• _Passage provided_:
※
# KindleWidow does it



## KBoards Admin (Nov 27, 2007)

I am so proud of KindleWidow... she has had a goal for many years of making a quilt, and she is very close to finishing her first one.










Carrie said not to make this photo too big, so that you experts can't see the flaws.  She's making this for a new nephew we're expecting in March.


----------



## LDB (Oct 28, 2008)

That's pretty and certainly exhibits more talent than many of us could claim.


----------



## Lotus (Oct 31, 2008)

It looks really nice!

My grandma used to make quilts for us, and even made one for my dolls' bed.  I think my mother still has them, because you really always want to keep something handmade.


----------



## kim (Nov 20, 2008)

The quilt will be such a special gift.  They will really appreciate it.

And it looks great, I can't believe it's her first one.


----------



## Marci (Nov 13, 2008)

That is a great first quilt!

I like the colors and the pattern.

Marci


----------



## Betsy the Quilter (Oct 27, 2008)

Kindlewidow, that's great!!!

I love the "Trip Around the World" pattern, perhaps the new nephew will be a world traveler!  Also, there is a long tradition of blue and white quilts, (many of them Temperance quilts, LOL!) and I love the yellow in there, it makes it so happy!  Well done, thanks for sharing it!

I always tell my beginning students not to point out the mistakes, (and we all have them in our quilts) they are the only ones who see them!  Everyone else is just in awe of the quilt.  A gift of a quilt is always a treasure.  

Way to go, Carrie!


----------



## 864 (Dec 1, 2008)

Betsy the Quilter said:


> Kindlewidow, that's great!!!
> 
> I love the "Trip Around the World" pattern, perhaps the new nephew will be a world traveler! Also, there is a long tradition of blue and white quilts, (many of them Temperance quilts, LOL!) and I love the yellow in there, it makes it so happy! Well done, thanks for sharing it!
> 
> ...


Thank you all... And, Betsy, I found this pattern on the internet, but didn't know the name. I like that name....
Have a good weekend, everyone!


----------



## KimmyA (Dec 11, 2008)

Wow, that's very pretty. She did a great job.


----------



## ak rain (Nov 15, 2008)

be sure to sign and date the quilt. 

beautiful job
Sylvia


----------



## DawnOfChaos (Nov 12, 2008)

sylvia said:


> be sure to sign and date the quilt.


Absolutely. That way when he passes it down to his kids they'll know Aunt Kindlewidow made it.  I really like it.


----------



## Anju  (Nov 8, 2008)

Absolutely AWESOME!  Good going  

Thank you so very much for sharing.
※
Picture shape labeling items
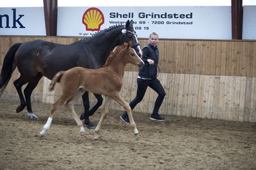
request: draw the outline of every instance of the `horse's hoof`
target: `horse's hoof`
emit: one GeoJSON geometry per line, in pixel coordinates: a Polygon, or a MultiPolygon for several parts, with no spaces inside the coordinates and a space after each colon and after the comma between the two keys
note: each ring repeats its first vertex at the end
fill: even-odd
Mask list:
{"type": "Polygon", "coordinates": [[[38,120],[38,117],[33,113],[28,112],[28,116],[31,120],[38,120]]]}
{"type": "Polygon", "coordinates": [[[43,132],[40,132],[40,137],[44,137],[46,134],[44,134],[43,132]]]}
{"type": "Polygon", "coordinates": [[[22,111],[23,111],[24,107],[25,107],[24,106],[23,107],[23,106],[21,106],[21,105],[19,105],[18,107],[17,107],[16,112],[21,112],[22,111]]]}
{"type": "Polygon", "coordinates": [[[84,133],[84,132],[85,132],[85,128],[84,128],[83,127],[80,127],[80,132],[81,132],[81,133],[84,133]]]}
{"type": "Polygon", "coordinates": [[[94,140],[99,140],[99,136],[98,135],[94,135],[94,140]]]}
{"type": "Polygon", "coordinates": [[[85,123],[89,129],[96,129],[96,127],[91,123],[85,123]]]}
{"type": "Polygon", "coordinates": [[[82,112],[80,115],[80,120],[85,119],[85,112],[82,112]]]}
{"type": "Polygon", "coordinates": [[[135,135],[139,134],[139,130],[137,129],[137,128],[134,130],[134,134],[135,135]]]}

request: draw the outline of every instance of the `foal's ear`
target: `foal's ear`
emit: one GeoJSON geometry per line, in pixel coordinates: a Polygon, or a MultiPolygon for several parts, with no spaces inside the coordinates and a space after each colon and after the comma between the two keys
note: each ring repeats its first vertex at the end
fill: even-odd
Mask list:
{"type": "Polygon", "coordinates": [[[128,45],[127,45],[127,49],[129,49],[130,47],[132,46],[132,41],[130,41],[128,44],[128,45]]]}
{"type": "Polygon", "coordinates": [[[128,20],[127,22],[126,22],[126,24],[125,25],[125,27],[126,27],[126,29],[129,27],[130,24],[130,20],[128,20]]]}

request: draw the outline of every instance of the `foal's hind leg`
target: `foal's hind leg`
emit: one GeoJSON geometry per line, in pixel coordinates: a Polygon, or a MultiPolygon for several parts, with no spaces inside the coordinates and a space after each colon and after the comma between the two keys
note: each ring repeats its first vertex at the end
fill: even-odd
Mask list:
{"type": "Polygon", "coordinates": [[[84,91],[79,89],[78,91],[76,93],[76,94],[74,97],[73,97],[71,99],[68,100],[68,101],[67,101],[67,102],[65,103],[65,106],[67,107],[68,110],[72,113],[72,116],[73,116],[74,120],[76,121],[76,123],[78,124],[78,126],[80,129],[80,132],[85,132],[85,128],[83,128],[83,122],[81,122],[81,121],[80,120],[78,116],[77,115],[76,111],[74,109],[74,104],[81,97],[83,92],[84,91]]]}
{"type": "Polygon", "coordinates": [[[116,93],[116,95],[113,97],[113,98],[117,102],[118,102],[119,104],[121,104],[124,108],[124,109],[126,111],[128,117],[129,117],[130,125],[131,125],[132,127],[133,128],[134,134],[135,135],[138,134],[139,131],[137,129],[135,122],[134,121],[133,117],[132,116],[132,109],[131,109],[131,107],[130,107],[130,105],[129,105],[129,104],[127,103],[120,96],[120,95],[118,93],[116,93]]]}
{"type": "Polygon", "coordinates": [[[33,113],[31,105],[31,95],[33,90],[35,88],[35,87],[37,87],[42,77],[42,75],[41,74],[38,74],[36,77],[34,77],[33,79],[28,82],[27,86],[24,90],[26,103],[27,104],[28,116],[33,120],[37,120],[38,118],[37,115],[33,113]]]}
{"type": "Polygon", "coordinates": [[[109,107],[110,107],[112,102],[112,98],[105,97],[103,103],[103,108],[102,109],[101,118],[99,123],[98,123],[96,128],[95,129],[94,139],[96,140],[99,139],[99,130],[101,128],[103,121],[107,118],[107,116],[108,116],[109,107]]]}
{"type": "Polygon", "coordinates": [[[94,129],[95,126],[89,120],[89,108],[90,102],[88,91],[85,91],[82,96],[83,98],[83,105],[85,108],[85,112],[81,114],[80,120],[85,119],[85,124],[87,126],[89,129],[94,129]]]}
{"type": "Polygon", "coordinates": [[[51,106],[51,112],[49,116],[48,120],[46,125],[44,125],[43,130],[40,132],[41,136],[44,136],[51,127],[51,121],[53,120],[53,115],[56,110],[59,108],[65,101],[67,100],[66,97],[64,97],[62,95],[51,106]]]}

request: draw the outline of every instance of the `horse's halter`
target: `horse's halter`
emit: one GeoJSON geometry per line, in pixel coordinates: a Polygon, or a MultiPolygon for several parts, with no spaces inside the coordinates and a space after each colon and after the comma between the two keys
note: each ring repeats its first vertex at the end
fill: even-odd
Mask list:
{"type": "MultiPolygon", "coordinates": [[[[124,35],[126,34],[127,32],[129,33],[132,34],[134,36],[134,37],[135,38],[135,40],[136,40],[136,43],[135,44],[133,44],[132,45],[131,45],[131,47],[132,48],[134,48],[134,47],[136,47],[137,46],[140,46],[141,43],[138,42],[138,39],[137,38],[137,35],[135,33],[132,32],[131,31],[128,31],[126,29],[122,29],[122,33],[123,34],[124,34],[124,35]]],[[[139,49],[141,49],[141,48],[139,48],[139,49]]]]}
※
• _Actions to take_:
**a.** In the forum thread about the quilt, what reason does DawnOfChaos give for agreeing that the quilt should be signed and dated? Answer in one to three sentences.
**b.** Write the next post in the forum thread about the quilt, following its final message.

• _Expected responses_:
**a.** DawnOfChaos says that signing and dating the quilt means that when he passes it down to his kids, they'll know Aunt Kindlewidow made it.

**b.**
----------



## noblesrus (Oct 29, 2008)

That is really beautiful. My siblings and I have quilts that were started by our Grandmother and finished by our mother. Both are now deceased and these quilts are now cherished items that we can leave to our children.


----------



## KCFoggin (Nov 5, 2008)

A beautiful quilt and she may not realize this but she is making memories for that new baby to come.  My kids still ask me if I still have their quilts which they drug around for years.


----------



## jah (Oct 28, 2008)

Oh, KindleWidow, The Quilt is so beautiful, are you sure this your first time making a quilt. You did such a wonderful job.


----------



## Kathy (Nov 5, 2008)

It is beautiful. My Aunt made a quilt for me 2 years ago. She is on dialysis and her health is failing. I will cherish the quilt forever, because it was made special for me.


----------



## marianneg (Nov 4, 2008)

Oh, gorgeous!  A quilt made by someone you love is always something to be treasured.  My DH's grandmother gave me an incredible queen-sized quilt at my wedding shower.  She sewed a little crosstiched tag with her name and, I think, the date, or maybe it was our wedding date.


----------



## Betsy the Quilter (Oct 27, 2008)

Quilt historians also love the city and state on a quilt...


----------



## Sherlock (Dec 17, 2008)

Very pretty.  Good job!


----------



## Linda Cannon-Mott (Oct 28, 2008)

Congrats Kindlewidow! It is pretty and you should be very proud.


----------



## dollcrazy (Jan 12, 2009)

That's absolutely beautiful. I'm sure it will be very cherished gift. You should be very proud of yourself for completing a goal.


----------



## Angela (Nov 2, 2008)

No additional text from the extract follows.